--- START OF DOCUMENT SECTION ---

Question about reference usage
** Question : ** Hello,
In a purpose of enforcing encryption of AWS RDS Clusters using Customer Managed AWS encryption Keys only I am trying to use terraform-compliance to enforce a naming convention on the name of a data referenced in a resource.
Feature: RDS cluster must be encrypted with Encryption Keys generated by Keytrade CISO
In order to improve security
As engineers
We will only use storage_encrypted as true in aws_rds_cluster
Scenario: Enforce encryption for RDS Cluster
Given I have aws_rds_cluster defined
Then it must contain storage_encrypted
And its value must be true
Scenario Outline: Forbid usage for AWS Encryption Keys in RDS clusters
Given I have <variable_name> variable configured
Then its value must not match the "aws/*" regex
Examples:
| variable_name |
| rds_kms_key-v1 |
| rds_kms_key-v2 |
| rds_kms_key-v3 |
| rds_kms_key-v4 |
| rds_kms_key-v5 |
Scenario: Enforce naming convention
Given I have aws_rds_cluster defined
Here I would like to make sure that the `name` of the data.aws_kms_key that is used in the aws_rds_cluster is always matching this regex: "^rds_kms_key-v[0-9]*$", so that people cannot skip the previous Scenario
More precisely, I would like to enforce that:
When I have aws_rds_cluster resource defined, the reference used in the kms_key_id must follow this naming convention: "^rds_kms_key-v[0-9]*$"

--- END OF DOCUMENT SECTION ---
--- START OF SOURCE MATERIAL ---

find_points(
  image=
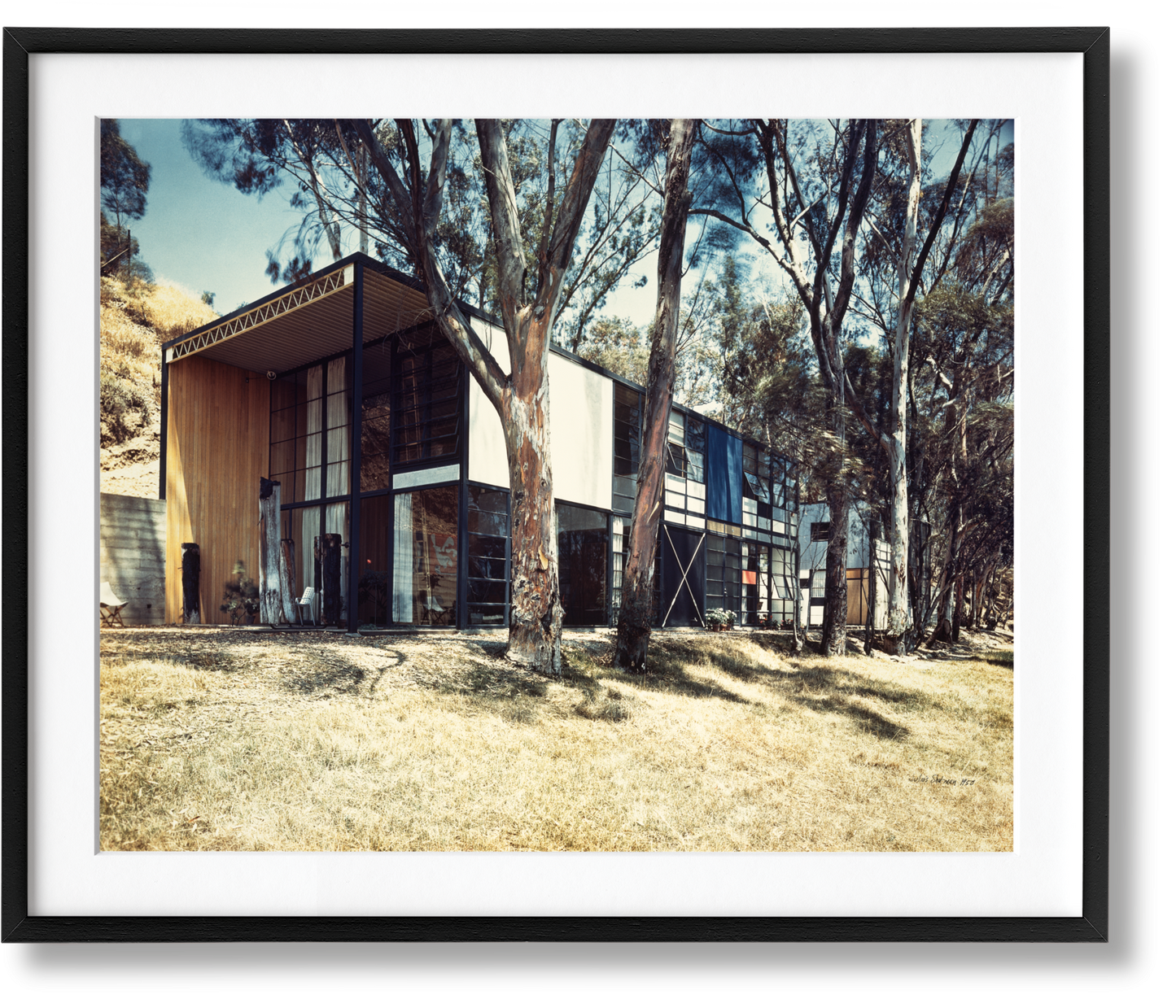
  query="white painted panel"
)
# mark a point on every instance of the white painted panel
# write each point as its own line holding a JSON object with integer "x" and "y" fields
{"x": 487, "y": 443}
{"x": 581, "y": 434}
{"x": 423, "y": 478}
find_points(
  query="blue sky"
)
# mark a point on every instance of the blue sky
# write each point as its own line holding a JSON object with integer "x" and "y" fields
{"x": 205, "y": 235}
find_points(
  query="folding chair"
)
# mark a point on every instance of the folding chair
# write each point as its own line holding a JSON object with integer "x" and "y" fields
{"x": 110, "y": 606}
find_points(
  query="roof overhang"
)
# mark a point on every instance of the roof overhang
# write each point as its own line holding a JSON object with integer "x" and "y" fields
{"x": 309, "y": 320}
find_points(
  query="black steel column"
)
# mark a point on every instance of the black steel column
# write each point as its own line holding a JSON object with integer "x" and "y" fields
{"x": 461, "y": 607}
{"x": 353, "y": 570}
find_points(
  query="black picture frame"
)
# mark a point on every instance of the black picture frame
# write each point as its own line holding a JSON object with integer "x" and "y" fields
{"x": 125, "y": 954}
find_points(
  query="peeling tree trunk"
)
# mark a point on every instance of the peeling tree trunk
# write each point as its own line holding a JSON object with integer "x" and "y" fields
{"x": 190, "y": 569}
{"x": 328, "y": 551}
{"x": 286, "y": 564}
{"x": 833, "y": 630}
{"x": 269, "y": 581}
{"x": 521, "y": 396}
{"x": 636, "y": 615}
{"x": 898, "y": 620}
{"x": 536, "y": 617}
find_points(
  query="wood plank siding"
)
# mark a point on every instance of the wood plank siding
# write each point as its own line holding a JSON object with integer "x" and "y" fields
{"x": 218, "y": 446}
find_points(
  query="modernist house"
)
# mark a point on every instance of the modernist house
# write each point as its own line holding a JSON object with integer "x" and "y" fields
{"x": 343, "y": 390}
{"x": 867, "y": 570}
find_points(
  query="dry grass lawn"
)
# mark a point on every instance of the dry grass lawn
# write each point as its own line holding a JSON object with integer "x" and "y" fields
{"x": 230, "y": 740}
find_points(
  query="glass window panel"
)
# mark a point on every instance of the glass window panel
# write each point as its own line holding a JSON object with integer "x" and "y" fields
{"x": 303, "y": 527}
{"x": 427, "y": 377}
{"x": 374, "y": 459}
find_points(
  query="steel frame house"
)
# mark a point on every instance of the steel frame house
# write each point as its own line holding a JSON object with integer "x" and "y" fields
{"x": 343, "y": 391}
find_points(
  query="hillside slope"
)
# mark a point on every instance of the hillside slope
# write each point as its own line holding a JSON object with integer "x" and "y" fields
{"x": 135, "y": 320}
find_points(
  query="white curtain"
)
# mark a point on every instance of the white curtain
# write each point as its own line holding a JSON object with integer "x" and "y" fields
{"x": 402, "y": 560}
{"x": 339, "y": 437}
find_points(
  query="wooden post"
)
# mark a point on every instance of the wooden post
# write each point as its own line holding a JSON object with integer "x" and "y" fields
{"x": 269, "y": 581}
{"x": 190, "y": 566}
{"x": 327, "y": 551}
{"x": 287, "y": 573}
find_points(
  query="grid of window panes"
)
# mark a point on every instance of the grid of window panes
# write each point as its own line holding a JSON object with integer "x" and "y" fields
{"x": 426, "y": 375}
{"x": 488, "y": 561}
{"x": 686, "y": 491}
{"x": 377, "y": 416}
{"x": 295, "y": 433}
{"x": 309, "y": 430}
{"x": 620, "y": 533}
{"x": 626, "y": 446}
{"x": 584, "y": 541}
{"x": 769, "y": 494}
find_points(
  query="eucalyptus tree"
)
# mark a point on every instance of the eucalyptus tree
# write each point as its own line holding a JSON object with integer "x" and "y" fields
{"x": 636, "y": 617}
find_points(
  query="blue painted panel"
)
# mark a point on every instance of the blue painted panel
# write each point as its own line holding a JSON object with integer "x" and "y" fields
{"x": 724, "y": 477}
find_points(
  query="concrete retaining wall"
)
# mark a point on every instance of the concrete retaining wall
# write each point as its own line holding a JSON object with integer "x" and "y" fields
{"x": 132, "y": 545}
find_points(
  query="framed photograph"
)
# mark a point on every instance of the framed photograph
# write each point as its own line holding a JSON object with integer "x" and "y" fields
{"x": 61, "y": 884}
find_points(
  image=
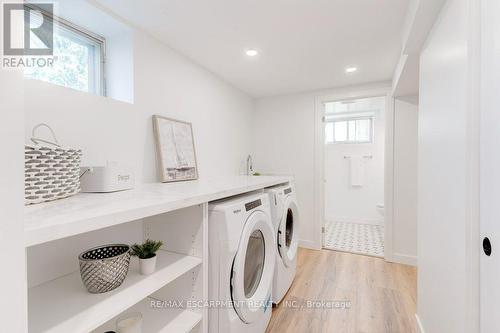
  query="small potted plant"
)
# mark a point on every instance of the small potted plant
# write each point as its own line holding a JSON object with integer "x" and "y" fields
{"x": 147, "y": 255}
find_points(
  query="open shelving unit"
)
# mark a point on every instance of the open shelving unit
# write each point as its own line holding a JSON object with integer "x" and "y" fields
{"x": 177, "y": 214}
{"x": 63, "y": 305}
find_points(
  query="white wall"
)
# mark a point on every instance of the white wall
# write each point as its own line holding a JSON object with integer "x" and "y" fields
{"x": 343, "y": 202}
{"x": 446, "y": 180}
{"x": 404, "y": 228}
{"x": 284, "y": 142}
{"x": 13, "y": 300}
{"x": 165, "y": 83}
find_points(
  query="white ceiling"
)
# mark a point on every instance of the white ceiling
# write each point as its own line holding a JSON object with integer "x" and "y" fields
{"x": 304, "y": 44}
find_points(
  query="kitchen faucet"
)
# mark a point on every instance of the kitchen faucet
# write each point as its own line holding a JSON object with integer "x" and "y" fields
{"x": 249, "y": 165}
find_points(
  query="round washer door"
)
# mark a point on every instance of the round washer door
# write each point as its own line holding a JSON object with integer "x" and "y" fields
{"x": 288, "y": 232}
{"x": 253, "y": 268}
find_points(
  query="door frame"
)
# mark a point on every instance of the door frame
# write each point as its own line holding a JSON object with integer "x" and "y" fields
{"x": 383, "y": 89}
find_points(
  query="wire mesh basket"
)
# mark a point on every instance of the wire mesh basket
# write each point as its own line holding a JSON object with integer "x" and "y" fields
{"x": 104, "y": 268}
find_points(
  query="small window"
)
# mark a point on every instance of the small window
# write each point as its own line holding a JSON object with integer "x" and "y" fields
{"x": 349, "y": 130}
{"x": 79, "y": 57}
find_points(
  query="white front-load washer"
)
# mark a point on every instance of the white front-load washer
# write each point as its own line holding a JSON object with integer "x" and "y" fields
{"x": 285, "y": 216}
{"x": 241, "y": 264}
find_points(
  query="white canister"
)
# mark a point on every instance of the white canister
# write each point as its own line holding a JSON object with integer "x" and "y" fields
{"x": 129, "y": 323}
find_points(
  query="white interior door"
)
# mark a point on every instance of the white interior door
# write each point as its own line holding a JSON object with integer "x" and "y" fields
{"x": 288, "y": 236}
{"x": 490, "y": 168}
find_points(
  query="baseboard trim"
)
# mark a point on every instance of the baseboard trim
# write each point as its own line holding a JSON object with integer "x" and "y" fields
{"x": 355, "y": 220}
{"x": 308, "y": 245}
{"x": 404, "y": 259}
{"x": 420, "y": 328}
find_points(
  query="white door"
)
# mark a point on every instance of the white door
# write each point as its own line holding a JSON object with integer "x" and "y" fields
{"x": 490, "y": 168}
{"x": 253, "y": 268}
{"x": 288, "y": 232}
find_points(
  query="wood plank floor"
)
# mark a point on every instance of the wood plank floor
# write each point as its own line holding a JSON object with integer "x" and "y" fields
{"x": 382, "y": 295}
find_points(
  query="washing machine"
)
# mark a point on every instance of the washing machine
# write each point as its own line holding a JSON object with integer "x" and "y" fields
{"x": 285, "y": 217}
{"x": 241, "y": 264}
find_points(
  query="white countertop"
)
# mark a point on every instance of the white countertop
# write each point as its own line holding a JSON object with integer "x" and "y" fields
{"x": 89, "y": 211}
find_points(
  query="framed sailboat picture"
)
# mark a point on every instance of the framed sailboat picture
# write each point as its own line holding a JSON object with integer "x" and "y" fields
{"x": 175, "y": 147}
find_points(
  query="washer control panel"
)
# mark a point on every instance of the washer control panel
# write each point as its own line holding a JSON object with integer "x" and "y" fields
{"x": 253, "y": 204}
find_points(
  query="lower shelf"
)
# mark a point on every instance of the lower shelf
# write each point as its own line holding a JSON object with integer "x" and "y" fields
{"x": 155, "y": 320}
{"x": 63, "y": 305}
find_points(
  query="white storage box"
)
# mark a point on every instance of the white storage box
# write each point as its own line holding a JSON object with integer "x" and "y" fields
{"x": 103, "y": 179}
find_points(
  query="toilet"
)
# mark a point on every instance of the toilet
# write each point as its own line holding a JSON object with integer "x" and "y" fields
{"x": 380, "y": 209}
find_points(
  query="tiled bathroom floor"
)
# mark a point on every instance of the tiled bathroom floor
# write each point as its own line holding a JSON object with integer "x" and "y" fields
{"x": 357, "y": 238}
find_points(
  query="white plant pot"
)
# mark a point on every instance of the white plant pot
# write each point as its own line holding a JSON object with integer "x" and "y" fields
{"x": 147, "y": 266}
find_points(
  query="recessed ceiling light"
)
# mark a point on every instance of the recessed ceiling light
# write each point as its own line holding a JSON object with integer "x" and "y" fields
{"x": 351, "y": 69}
{"x": 252, "y": 52}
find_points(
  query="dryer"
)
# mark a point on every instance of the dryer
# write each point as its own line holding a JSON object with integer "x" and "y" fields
{"x": 241, "y": 264}
{"x": 285, "y": 217}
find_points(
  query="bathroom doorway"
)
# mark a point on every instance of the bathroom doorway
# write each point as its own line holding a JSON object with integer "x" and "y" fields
{"x": 353, "y": 189}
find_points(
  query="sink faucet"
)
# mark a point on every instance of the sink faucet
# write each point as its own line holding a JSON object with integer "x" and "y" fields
{"x": 249, "y": 165}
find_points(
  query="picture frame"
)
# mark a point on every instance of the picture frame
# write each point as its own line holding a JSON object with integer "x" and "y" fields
{"x": 175, "y": 149}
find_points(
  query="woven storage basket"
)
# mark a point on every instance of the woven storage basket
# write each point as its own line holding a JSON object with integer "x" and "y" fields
{"x": 51, "y": 171}
{"x": 105, "y": 267}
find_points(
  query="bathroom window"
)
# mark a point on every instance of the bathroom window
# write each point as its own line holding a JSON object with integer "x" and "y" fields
{"x": 349, "y": 130}
{"x": 79, "y": 56}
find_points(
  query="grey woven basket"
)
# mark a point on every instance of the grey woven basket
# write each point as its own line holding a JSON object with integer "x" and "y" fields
{"x": 51, "y": 171}
{"x": 104, "y": 268}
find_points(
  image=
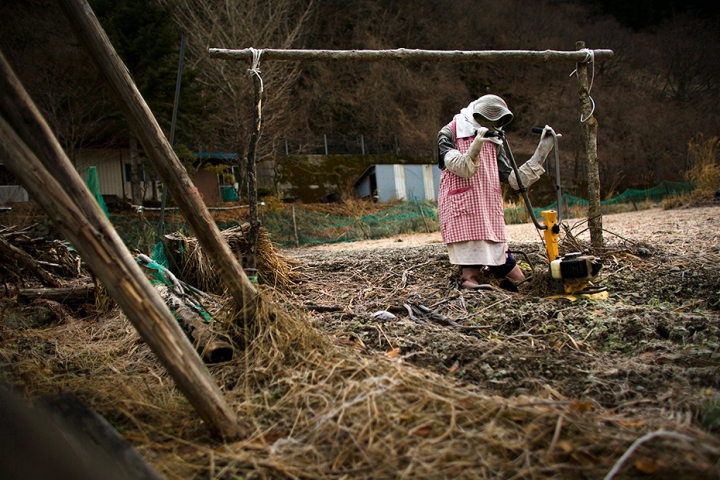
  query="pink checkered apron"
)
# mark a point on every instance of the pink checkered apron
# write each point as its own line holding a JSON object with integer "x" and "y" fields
{"x": 472, "y": 208}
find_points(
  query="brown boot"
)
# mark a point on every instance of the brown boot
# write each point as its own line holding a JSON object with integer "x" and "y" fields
{"x": 470, "y": 277}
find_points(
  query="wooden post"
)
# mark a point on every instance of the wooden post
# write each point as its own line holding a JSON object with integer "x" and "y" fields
{"x": 254, "y": 231}
{"x": 590, "y": 130}
{"x": 297, "y": 239}
{"x": 173, "y": 173}
{"x": 78, "y": 216}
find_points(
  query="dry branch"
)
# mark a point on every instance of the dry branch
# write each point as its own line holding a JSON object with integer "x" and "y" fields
{"x": 410, "y": 55}
{"x": 69, "y": 204}
{"x": 11, "y": 252}
{"x": 163, "y": 158}
{"x": 65, "y": 295}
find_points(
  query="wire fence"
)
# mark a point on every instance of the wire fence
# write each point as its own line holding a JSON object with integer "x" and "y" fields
{"x": 353, "y": 145}
{"x": 293, "y": 225}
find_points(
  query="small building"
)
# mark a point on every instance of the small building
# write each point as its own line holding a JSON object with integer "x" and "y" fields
{"x": 385, "y": 183}
{"x": 113, "y": 167}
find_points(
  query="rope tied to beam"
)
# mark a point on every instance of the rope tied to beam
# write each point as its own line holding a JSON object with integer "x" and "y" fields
{"x": 589, "y": 58}
{"x": 254, "y": 69}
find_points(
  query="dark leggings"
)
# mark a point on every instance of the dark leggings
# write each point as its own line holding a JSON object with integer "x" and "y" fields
{"x": 500, "y": 271}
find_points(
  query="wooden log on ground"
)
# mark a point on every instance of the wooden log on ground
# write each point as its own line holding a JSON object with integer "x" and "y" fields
{"x": 164, "y": 160}
{"x": 78, "y": 216}
{"x": 65, "y": 295}
{"x": 212, "y": 346}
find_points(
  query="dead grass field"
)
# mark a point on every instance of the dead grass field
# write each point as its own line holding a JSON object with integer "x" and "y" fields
{"x": 458, "y": 384}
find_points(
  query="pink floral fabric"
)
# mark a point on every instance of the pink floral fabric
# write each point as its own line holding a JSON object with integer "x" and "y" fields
{"x": 472, "y": 208}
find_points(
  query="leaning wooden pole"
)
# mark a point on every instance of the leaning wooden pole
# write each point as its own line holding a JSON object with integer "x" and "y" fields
{"x": 590, "y": 130}
{"x": 82, "y": 222}
{"x": 173, "y": 173}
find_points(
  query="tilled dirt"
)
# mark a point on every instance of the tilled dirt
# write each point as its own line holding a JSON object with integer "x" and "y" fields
{"x": 651, "y": 348}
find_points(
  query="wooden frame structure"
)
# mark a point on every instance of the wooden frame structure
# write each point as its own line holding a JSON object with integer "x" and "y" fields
{"x": 582, "y": 57}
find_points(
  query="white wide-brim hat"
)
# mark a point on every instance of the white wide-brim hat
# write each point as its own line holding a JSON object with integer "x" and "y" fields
{"x": 493, "y": 108}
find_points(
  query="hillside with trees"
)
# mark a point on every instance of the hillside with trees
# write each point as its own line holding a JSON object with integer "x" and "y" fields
{"x": 658, "y": 93}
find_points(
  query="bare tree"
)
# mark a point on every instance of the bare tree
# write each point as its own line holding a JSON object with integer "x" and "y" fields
{"x": 239, "y": 24}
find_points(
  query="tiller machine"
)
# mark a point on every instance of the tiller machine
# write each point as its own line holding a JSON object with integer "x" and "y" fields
{"x": 571, "y": 273}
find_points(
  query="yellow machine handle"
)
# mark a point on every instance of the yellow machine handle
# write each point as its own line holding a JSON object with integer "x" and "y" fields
{"x": 551, "y": 234}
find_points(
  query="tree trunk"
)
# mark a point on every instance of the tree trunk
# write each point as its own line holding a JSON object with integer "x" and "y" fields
{"x": 135, "y": 190}
{"x": 593, "y": 172}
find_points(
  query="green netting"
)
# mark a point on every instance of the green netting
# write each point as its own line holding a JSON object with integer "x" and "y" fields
{"x": 158, "y": 255}
{"x": 93, "y": 183}
{"x": 314, "y": 228}
{"x": 229, "y": 194}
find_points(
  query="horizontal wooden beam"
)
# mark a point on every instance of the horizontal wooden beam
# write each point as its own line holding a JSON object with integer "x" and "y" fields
{"x": 410, "y": 55}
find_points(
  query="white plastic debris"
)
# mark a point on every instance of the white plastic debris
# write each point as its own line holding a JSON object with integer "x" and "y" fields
{"x": 382, "y": 315}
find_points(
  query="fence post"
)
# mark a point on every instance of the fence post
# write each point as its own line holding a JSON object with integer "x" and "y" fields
{"x": 590, "y": 129}
{"x": 297, "y": 239}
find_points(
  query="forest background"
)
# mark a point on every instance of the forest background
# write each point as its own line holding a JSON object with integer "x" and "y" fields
{"x": 658, "y": 95}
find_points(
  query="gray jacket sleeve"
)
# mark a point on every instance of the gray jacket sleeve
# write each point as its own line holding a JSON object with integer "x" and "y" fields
{"x": 504, "y": 168}
{"x": 446, "y": 142}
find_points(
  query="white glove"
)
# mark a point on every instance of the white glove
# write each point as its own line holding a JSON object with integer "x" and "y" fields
{"x": 531, "y": 170}
{"x": 465, "y": 165}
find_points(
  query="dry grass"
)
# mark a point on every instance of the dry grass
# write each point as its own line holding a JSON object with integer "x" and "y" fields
{"x": 324, "y": 406}
{"x": 273, "y": 269}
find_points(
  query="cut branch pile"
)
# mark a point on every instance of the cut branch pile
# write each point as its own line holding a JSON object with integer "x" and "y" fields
{"x": 24, "y": 254}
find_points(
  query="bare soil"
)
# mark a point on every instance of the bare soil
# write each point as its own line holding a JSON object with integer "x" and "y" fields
{"x": 651, "y": 348}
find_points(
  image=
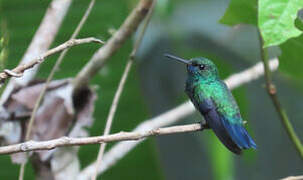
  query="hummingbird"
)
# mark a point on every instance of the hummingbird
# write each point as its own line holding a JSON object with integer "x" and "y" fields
{"x": 212, "y": 98}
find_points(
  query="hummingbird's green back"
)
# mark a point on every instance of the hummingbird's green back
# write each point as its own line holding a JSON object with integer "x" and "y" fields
{"x": 215, "y": 102}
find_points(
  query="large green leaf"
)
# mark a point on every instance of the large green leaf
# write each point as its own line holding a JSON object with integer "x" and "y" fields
{"x": 276, "y": 20}
{"x": 291, "y": 61}
{"x": 240, "y": 12}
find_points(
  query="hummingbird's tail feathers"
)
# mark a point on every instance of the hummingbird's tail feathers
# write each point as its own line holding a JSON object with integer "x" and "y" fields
{"x": 239, "y": 135}
{"x": 214, "y": 121}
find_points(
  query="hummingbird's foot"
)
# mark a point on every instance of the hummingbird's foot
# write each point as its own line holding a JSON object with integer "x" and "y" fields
{"x": 204, "y": 126}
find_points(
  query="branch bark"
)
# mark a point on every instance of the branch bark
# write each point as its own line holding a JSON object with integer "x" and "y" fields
{"x": 18, "y": 71}
{"x": 112, "y": 45}
{"x": 272, "y": 91}
{"x": 121, "y": 136}
{"x": 41, "y": 41}
{"x": 172, "y": 116}
{"x": 146, "y": 127}
{"x": 118, "y": 93}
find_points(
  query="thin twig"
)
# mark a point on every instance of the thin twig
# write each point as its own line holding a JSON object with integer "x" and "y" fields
{"x": 40, "y": 43}
{"x": 112, "y": 45}
{"x": 293, "y": 178}
{"x": 21, "y": 68}
{"x": 18, "y": 71}
{"x": 121, "y": 136}
{"x": 172, "y": 116}
{"x": 272, "y": 91}
{"x": 50, "y": 77}
{"x": 120, "y": 88}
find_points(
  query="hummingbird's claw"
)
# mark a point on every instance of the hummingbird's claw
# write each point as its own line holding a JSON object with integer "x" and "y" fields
{"x": 204, "y": 126}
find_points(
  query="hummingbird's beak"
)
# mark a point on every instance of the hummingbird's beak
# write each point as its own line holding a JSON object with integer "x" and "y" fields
{"x": 177, "y": 59}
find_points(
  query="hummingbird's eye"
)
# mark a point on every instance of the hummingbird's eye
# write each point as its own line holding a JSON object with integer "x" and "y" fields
{"x": 201, "y": 66}
{"x": 194, "y": 64}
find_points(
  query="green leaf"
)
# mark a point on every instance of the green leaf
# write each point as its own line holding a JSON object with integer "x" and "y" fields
{"x": 299, "y": 20}
{"x": 240, "y": 12}
{"x": 291, "y": 58}
{"x": 276, "y": 20}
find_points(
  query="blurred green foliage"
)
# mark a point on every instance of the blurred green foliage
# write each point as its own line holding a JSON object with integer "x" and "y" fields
{"x": 239, "y": 12}
{"x": 276, "y": 20}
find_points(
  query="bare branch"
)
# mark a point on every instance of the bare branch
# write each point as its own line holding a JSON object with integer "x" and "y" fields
{"x": 18, "y": 71}
{"x": 147, "y": 128}
{"x": 272, "y": 91}
{"x": 43, "y": 38}
{"x": 172, "y": 116}
{"x": 293, "y": 178}
{"x": 122, "y": 136}
{"x": 112, "y": 45}
{"x": 50, "y": 77}
{"x": 118, "y": 93}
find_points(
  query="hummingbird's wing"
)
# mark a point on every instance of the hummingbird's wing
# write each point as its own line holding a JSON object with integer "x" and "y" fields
{"x": 227, "y": 128}
{"x": 230, "y": 117}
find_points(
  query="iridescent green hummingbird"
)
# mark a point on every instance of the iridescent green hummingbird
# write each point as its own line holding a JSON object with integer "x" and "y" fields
{"x": 213, "y": 99}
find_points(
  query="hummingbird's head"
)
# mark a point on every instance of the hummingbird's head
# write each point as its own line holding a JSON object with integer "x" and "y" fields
{"x": 199, "y": 67}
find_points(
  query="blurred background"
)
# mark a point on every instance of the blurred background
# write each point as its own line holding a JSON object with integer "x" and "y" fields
{"x": 187, "y": 29}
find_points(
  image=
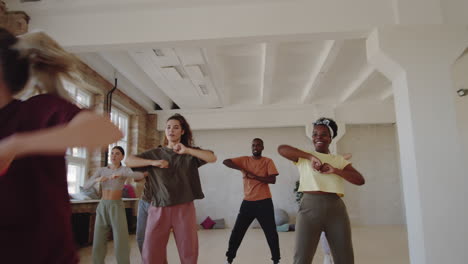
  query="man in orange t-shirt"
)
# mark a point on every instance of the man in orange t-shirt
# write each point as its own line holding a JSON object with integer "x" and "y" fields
{"x": 258, "y": 172}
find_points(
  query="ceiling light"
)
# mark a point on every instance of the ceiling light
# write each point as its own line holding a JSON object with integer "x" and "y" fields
{"x": 194, "y": 72}
{"x": 462, "y": 92}
{"x": 171, "y": 73}
{"x": 158, "y": 52}
{"x": 203, "y": 89}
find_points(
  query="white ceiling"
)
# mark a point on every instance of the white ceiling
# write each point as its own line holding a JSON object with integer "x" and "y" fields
{"x": 242, "y": 63}
{"x": 260, "y": 74}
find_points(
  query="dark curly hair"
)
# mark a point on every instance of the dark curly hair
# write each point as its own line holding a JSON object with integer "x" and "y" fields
{"x": 187, "y": 137}
{"x": 325, "y": 121}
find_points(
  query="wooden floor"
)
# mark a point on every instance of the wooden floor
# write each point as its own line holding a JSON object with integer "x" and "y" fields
{"x": 372, "y": 244}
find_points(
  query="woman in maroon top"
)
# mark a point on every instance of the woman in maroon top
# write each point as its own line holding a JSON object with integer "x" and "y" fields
{"x": 34, "y": 135}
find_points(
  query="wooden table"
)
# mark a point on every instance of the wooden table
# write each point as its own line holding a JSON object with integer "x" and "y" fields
{"x": 89, "y": 207}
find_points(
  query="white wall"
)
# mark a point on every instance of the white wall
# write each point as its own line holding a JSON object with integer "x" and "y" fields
{"x": 375, "y": 155}
{"x": 377, "y": 202}
{"x": 460, "y": 77}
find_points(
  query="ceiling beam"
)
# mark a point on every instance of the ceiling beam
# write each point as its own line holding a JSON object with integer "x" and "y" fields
{"x": 123, "y": 63}
{"x": 386, "y": 94}
{"x": 327, "y": 58}
{"x": 215, "y": 74}
{"x": 268, "y": 69}
{"x": 108, "y": 72}
{"x": 355, "y": 85}
{"x": 145, "y": 25}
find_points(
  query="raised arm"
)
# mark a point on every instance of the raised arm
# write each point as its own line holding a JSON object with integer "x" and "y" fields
{"x": 348, "y": 173}
{"x": 86, "y": 129}
{"x": 133, "y": 161}
{"x": 293, "y": 154}
{"x": 230, "y": 164}
{"x": 93, "y": 179}
{"x": 270, "y": 179}
{"x": 202, "y": 154}
{"x": 136, "y": 175}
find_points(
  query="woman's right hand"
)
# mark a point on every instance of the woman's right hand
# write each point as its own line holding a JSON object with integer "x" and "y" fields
{"x": 315, "y": 163}
{"x": 102, "y": 179}
{"x": 163, "y": 164}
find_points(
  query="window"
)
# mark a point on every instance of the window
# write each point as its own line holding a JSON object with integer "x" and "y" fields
{"x": 121, "y": 120}
{"x": 77, "y": 158}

--- END OF SOURCE MATERIAL ---

PROBLEMS TO SOLVE
[A] Does each statement agree with the terraform-compliance question? (i) The first scenario requires the value of storage_encrypted to be true. (ii) The variables in the scenario outline must match the "aws/*" regex. (iii) The naming convention is meant to apply to the reference used in kms_key_id.
[B] List every line of the records that holds the string "load". Case counts.

EXERCISE RESPONSES
[A]
(i) Yes: "And its value must be true"
(ii) No: "Then its value must not match"
(iii) Yes: "the reference used in the kms_key_id must follow this naming convention"

[B]
  query="white front-load washer"
# mark a point on every instance of the white front-load washer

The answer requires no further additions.